▼

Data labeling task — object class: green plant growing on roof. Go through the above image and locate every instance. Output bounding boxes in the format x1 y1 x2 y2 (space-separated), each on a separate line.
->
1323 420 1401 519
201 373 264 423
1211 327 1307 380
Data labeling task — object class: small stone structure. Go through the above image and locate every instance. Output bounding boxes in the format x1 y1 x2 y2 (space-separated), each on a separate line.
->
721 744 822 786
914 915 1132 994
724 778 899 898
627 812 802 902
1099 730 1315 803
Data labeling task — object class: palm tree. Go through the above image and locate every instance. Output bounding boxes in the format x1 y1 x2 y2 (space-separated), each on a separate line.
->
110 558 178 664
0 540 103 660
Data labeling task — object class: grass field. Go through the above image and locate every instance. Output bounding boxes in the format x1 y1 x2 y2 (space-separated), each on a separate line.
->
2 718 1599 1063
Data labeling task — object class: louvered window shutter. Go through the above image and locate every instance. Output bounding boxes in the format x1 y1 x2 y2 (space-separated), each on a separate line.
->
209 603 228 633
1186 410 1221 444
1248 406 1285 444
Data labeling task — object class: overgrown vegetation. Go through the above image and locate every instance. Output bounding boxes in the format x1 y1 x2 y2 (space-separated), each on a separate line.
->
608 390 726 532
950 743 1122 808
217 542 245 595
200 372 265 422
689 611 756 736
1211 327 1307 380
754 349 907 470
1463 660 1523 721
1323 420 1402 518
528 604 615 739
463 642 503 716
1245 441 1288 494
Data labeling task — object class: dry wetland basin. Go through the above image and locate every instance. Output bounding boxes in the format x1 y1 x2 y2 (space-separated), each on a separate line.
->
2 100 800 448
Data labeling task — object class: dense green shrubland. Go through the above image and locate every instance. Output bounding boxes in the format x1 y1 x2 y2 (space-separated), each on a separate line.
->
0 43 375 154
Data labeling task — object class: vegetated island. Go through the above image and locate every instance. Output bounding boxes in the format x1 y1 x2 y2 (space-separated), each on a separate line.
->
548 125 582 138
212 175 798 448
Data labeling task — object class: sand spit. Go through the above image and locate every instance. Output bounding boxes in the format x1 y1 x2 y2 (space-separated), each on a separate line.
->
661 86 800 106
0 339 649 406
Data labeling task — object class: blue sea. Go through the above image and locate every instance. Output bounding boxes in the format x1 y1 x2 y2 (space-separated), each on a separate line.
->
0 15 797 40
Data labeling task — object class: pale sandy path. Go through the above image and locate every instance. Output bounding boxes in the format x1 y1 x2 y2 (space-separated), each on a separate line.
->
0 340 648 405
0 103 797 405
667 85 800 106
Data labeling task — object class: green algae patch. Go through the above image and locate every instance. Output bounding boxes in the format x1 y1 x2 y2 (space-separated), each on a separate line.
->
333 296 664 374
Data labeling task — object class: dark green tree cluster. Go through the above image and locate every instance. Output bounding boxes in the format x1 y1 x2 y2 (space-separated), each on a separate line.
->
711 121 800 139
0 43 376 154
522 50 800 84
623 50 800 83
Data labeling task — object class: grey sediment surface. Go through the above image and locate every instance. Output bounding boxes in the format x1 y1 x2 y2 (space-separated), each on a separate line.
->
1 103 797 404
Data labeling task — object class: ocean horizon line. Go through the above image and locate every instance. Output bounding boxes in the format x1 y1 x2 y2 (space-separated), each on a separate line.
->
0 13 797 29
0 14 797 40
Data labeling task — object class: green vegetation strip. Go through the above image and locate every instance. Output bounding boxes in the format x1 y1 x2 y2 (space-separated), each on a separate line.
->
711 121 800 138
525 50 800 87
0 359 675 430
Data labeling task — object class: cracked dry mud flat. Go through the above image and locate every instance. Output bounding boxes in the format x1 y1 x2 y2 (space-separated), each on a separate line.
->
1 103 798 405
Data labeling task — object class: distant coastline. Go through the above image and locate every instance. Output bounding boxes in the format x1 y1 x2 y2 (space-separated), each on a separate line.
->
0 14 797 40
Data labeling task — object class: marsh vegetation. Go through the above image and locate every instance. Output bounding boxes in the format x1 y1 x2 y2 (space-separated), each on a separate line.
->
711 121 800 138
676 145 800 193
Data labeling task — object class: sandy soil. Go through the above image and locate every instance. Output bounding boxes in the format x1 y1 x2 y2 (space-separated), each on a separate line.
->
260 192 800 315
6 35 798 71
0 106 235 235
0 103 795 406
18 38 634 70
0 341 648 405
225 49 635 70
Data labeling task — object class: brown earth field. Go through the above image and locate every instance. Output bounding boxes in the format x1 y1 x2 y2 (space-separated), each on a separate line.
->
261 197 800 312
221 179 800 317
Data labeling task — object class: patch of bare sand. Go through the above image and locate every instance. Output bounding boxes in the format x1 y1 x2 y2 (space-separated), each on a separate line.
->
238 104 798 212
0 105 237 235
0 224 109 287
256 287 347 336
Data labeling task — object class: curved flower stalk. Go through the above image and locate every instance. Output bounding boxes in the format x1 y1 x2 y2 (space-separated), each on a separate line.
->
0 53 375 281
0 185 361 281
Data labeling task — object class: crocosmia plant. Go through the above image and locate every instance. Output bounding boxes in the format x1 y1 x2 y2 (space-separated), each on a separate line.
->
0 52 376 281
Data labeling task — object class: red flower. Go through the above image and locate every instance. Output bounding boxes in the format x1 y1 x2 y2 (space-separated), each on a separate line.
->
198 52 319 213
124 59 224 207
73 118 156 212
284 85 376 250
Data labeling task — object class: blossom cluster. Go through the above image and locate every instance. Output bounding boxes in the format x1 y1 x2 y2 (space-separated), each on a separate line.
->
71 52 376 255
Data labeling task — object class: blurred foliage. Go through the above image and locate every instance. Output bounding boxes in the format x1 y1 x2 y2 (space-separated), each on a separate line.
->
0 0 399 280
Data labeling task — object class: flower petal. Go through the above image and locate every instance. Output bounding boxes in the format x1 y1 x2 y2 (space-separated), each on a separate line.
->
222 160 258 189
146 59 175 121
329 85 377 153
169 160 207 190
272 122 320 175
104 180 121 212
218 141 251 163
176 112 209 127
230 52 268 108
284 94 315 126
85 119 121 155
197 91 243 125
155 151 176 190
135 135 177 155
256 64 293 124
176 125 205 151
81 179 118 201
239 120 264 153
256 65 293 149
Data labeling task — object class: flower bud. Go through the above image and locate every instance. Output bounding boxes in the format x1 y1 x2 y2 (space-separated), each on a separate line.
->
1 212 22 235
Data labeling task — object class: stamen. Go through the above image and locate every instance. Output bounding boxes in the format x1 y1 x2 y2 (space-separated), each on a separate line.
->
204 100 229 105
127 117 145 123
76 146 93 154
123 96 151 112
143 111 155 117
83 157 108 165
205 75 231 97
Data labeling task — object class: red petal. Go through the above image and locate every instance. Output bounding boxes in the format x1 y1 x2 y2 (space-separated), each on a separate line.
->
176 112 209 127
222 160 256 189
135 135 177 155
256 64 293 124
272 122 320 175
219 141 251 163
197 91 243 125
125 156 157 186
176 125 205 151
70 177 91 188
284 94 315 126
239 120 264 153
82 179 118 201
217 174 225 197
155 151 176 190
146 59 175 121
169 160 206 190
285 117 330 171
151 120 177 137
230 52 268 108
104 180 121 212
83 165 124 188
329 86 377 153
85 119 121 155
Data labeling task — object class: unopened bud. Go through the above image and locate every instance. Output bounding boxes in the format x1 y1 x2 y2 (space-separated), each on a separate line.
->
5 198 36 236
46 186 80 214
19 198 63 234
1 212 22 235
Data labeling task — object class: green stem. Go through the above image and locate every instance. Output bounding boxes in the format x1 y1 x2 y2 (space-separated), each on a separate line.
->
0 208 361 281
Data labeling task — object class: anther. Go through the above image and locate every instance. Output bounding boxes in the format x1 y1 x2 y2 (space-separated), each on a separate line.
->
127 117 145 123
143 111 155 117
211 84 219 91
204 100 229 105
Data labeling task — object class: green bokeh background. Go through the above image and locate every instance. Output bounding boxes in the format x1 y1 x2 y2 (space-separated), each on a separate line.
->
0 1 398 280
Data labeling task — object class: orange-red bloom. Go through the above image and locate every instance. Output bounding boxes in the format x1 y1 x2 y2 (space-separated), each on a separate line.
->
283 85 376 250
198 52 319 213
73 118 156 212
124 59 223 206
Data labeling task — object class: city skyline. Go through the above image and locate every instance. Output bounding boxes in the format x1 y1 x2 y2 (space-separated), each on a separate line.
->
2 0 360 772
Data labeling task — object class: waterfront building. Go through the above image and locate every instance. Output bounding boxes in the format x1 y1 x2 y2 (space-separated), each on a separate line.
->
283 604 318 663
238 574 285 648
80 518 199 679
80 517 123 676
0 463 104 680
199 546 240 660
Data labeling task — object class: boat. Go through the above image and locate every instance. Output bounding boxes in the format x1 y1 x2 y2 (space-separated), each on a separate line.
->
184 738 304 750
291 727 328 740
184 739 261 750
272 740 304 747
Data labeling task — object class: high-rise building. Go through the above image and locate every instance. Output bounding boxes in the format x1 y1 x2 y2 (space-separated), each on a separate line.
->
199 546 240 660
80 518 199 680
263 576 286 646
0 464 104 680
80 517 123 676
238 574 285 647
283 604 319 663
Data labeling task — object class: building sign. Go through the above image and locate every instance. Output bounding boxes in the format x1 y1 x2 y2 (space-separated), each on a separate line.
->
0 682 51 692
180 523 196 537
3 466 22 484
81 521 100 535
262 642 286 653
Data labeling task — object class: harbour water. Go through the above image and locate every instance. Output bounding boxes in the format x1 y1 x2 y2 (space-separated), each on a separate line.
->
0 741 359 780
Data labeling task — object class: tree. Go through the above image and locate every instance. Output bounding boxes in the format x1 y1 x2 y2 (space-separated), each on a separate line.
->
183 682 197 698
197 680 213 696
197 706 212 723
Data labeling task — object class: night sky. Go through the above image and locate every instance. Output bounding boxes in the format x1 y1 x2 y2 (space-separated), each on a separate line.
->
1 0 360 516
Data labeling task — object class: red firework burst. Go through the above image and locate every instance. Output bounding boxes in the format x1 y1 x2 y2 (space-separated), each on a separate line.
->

▲

[What this task involves]
Send back an exact copy of only the lines from the line with "Data labeling task — object class: blue" up to and including the line with "Data labeling task — object class: pale" in the data above.

[Output for this task]
Data labeling task — object class: blue sea. Go through the above image and locate every instance. Output bounding boxes in the format x1 y1 x2 y2 (space-separated), each on a separate line.
->
0 15 797 40
Data labeling task — object class: pale sandy path. Go through the above image and locate every instance. Output bounding boxes in the format x1 y1 x2 y2 (space-separated), each on a separate line.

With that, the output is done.